Conjunto de tareas:
1: Según el fragmento sobre la designación del sucesor de Franco, ¿en qué fecha se levantó el estado de excepción en el Consejo de Ministros?
2: Presenta en una tabla Markdown, con las columnas «Fila» y «Línea», las líneas de los registros que van desde la que contiene "Please point out the second" hasta el final de los registros, ambas incluidas y sin las líneas en blanco.

Fragmento del documento:
= = =

Sin embargo, los disturbios y algaradas que se habían producido a principios de año en el País Vasco obligaron a decretar el estado de excepción.
En el Consejo de Ministros del 21 de marzo, ante la inminencia del trigésimo aniversario de la Victoria -el 1 de abril-, por fin, se levantó.
Se acercaba la hora de la verdad.
Y Franco lo hizo a su manera: lanzando una flecha al aire con la certeza de que daría en la diana.
A principios del mes de julio, durante una audiencia en El Pardo, Franco le confió al entonces alcalde de Jerez -y sobrino de José Antonio-, Miguel Primo de Rivera, su decisión de designar en breve a Don Juan Carlos sucesor a título de Rey, rogándole, eso sí, la máxima discreción pero persuadido de que se lo filtraría al Príncipe del que era íntimo amigo.
Y así sucedió.
Aunque mucho antes de lo previsto.
Nada más salir de El Pardo aquella calurosa mañana de verano en su vehículo, Miguel Primo de Rivera pisó con fuerza el acelerador, miró una y otra vez por el espejo retrovisor para cerciorarse de nadie le seguía y, tras dar un volantazo, embocó el camino que le conducía a la Zarzuela donde encontró al Príncipe en el jardín.
En cuanto le comunicó la buena nueva, los dos saltaron de júbilo y aunque Miguel Primo de Rivera llevaba puesto el chaqué de rigor para las audiencias en El Pardo, ambos se tiraron vestidos a la piscina.
Don Juan Carlos, eufórico, al fin tuvo la certidumbre de que un día no muy lejano sería Rey de España pero a buen seguro al salir del agua con la ropa empapada un pensamiento cruzaría su mente como un nubarrón ensombreciendo el sol: su padre.

= = =

Datos de la tarea:
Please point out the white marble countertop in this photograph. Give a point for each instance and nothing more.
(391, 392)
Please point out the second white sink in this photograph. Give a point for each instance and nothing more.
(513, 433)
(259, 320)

= = =

Respuestas por tarea:
1: El 21 de marzo.

2:
| Fila | Línea |
|---|---|
| 1 | Please point out the second white sink in this photograph. Give a point for each instance and nothing more. |
| 2 | (513, 433) |
| 3 | (259, 320) |